*Task goal:*
Reproduce the records below exactly as they are written.

▶

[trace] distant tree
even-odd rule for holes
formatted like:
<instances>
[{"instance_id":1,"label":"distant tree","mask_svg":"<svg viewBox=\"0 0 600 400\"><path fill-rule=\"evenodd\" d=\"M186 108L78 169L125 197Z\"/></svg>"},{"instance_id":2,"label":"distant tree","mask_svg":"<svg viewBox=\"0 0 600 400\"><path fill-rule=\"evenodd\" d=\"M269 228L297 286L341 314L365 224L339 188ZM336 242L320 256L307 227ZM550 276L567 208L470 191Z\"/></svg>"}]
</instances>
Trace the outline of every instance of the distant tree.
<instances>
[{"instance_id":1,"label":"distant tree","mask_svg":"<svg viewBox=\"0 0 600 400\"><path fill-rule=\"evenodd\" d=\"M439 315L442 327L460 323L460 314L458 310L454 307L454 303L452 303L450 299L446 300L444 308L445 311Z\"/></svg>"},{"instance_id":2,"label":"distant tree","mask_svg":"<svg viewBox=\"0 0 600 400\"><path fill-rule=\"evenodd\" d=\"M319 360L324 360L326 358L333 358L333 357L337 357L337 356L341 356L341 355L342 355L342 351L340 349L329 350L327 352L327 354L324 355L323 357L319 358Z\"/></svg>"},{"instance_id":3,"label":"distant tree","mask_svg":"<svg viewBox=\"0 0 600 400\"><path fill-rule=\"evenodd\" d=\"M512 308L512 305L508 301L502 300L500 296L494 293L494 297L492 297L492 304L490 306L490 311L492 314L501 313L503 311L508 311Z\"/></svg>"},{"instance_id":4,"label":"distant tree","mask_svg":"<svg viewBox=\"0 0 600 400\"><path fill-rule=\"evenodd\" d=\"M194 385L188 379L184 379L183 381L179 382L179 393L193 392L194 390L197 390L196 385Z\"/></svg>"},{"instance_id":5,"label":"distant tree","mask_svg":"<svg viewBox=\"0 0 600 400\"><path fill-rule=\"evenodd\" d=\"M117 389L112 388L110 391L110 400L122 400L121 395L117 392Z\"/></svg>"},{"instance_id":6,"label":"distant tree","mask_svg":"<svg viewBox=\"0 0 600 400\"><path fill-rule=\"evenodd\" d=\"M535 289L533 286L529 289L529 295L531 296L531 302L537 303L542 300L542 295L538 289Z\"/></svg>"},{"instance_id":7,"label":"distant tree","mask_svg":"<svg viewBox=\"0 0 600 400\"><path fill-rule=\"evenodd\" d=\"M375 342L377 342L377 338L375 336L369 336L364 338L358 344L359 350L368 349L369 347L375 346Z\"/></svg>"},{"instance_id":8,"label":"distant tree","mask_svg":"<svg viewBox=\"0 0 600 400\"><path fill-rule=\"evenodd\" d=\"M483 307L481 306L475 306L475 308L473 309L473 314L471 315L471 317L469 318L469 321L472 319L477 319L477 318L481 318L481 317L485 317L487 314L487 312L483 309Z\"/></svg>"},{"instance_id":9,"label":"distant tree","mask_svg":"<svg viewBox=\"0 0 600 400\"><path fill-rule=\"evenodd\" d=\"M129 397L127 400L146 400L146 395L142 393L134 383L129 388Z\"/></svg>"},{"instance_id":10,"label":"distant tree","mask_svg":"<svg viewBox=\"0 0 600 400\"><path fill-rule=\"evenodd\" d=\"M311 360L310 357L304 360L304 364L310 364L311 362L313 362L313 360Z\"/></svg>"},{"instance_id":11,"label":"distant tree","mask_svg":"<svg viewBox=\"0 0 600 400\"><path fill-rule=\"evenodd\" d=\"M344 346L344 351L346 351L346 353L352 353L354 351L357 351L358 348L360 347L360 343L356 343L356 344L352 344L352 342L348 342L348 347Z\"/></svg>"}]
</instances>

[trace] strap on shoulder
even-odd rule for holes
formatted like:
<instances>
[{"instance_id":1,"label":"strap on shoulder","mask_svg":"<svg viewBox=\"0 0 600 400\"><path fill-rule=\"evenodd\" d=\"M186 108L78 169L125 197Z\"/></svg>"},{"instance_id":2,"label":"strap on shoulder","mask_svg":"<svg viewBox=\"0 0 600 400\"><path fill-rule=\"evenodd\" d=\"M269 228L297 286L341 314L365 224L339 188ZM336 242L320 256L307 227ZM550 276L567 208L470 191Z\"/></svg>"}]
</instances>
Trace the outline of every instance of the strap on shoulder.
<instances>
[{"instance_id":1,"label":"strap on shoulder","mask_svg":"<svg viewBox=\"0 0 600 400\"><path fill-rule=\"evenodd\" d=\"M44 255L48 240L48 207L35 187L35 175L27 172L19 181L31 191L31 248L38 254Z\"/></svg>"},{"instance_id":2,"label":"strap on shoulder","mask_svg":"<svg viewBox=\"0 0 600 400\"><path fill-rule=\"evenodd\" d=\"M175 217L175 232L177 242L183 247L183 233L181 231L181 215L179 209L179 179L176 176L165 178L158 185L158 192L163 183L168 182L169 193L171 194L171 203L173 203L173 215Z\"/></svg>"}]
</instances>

◀

*Output below:*
[trace] distant tree
even-odd rule for holes
formatted like:
<instances>
[{"instance_id":1,"label":"distant tree","mask_svg":"<svg viewBox=\"0 0 600 400\"><path fill-rule=\"evenodd\" d=\"M186 108L78 169L125 197Z\"/></svg>"},{"instance_id":2,"label":"distant tree","mask_svg":"<svg viewBox=\"0 0 600 400\"><path fill-rule=\"evenodd\" d=\"M269 228L297 286L341 314L365 224L339 188ZM336 242L320 256L307 227ZM550 276L567 208L470 191Z\"/></svg>"}]
</instances>
Trace the outline of every instance of the distant tree.
<instances>
[{"instance_id":1,"label":"distant tree","mask_svg":"<svg viewBox=\"0 0 600 400\"><path fill-rule=\"evenodd\" d=\"M439 315L442 327L460 323L460 314L458 310L454 307L454 303L452 303L450 299L446 300L444 308L445 311Z\"/></svg>"},{"instance_id":2,"label":"distant tree","mask_svg":"<svg viewBox=\"0 0 600 400\"><path fill-rule=\"evenodd\" d=\"M319 360L324 360L326 358L333 358L333 357L337 357L337 356L341 356L341 355L342 355L342 351L340 349L329 350L327 352L327 354L324 355L323 357L319 358Z\"/></svg>"},{"instance_id":3,"label":"distant tree","mask_svg":"<svg viewBox=\"0 0 600 400\"><path fill-rule=\"evenodd\" d=\"M512 308L512 305L508 301L502 300L500 296L494 293L494 297L492 297L492 304L490 306L490 311L492 314L501 313L503 311L508 311Z\"/></svg>"},{"instance_id":4,"label":"distant tree","mask_svg":"<svg viewBox=\"0 0 600 400\"><path fill-rule=\"evenodd\" d=\"M194 385L188 379L184 379L183 381L179 382L179 393L193 392L194 390L197 390L196 385Z\"/></svg>"},{"instance_id":5,"label":"distant tree","mask_svg":"<svg viewBox=\"0 0 600 400\"><path fill-rule=\"evenodd\" d=\"M117 389L112 388L110 391L110 400L122 400L121 395L117 392Z\"/></svg>"},{"instance_id":6,"label":"distant tree","mask_svg":"<svg viewBox=\"0 0 600 400\"><path fill-rule=\"evenodd\" d=\"M535 289L533 286L529 289L529 295L531 296L531 302L537 303L542 300L542 295L538 289Z\"/></svg>"},{"instance_id":7,"label":"distant tree","mask_svg":"<svg viewBox=\"0 0 600 400\"><path fill-rule=\"evenodd\" d=\"M375 342L377 342L377 338L375 336L369 336L364 338L358 344L359 350L368 349L369 347L375 346Z\"/></svg>"},{"instance_id":8,"label":"distant tree","mask_svg":"<svg viewBox=\"0 0 600 400\"><path fill-rule=\"evenodd\" d=\"M483 307L481 306L475 306L475 308L473 309L473 314L471 315L471 317L469 318L469 321L472 319L477 319L477 318L481 318L481 317L485 317L487 314L487 312L483 309Z\"/></svg>"},{"instance_id":9,"label":"distant tree","mask_svg":"<svg viewBox=\"0 0 600 400\"><path fill-rule=\"evenodd\" d=\"M129 397L127 400L146 400L146 395L142 393L134 383L129 388Z\"/></svg>"},{"instance_id":10,"label":"distant tree","mask_svg":"<svg viewBox=\"0 0 600 400\"><path fill-rule=\"evenodd\" d=\"M311 360L310 357L304 360L304 364L310 364L311 362L313 362L313 360Z\"/></svg>"},{"instance_id":11,"label":"distant tree","mask_svg":"<svg viewBox=\"0 0 600 400\"><path fill-rule=\"evenodd\" d=\"M344 346L344 351L346 351L346 353L352 353L354 351L357 351L358 348L360 347L360 343L356 343L356 344L352 344L352 342L348 342L348 347Z\"/></svg>"}]
</instances>

[trace] strap on shoulder
even-odd rule for holes
formatted like:
<instances>
[{"instance_id":1,"label":"strap on shoulder","mask_svg":"<svg viewBox=\"0 0 600 400\"><path fill-rule=\"evenodd\" d=\"M186 108L78 169L125 197Z\"/></svg>"},{"instance_id":2,"label":"strap on shoulder","mask_svg":"<svg viewBox=\"0 0 600 400\"><path fill-rule=\"evenodd\" d=\"M269 228L297 286L341 314L365 224L339 188ZM336 242L320 256L307 227ZM550 276L567 208L470 191Z\"/></svg>"}]
</instances>
Trace the outline of every instance of the strap on shoulder.
<instances>
[{"instance_id":1,"label":"strap on shoulder","mask_svg":"<svg viewBox=\"0 0 600 400\"><path fill-rule=\"evenodd\" d=\"M44 255L48 240L48 207L35 187L35 175L27 172L19 181L31 191L31 248L38 254Z\"/></svg>"},{"instance_id":2,"label":"strap on shoulder","mask_svg":"<svg viewBox=\"0 0 600 400\"><path fill-rule=\"evenodd\" d=\"M175 217L175 232L177 242L183 247L183 233L181 231L181 215L179 209L179 179L176 176L165 178L158 185L158 192L163 183L168 182L169 193L171 194L171 203L173 203L173 215Z\"/></svg>"}]
</instances>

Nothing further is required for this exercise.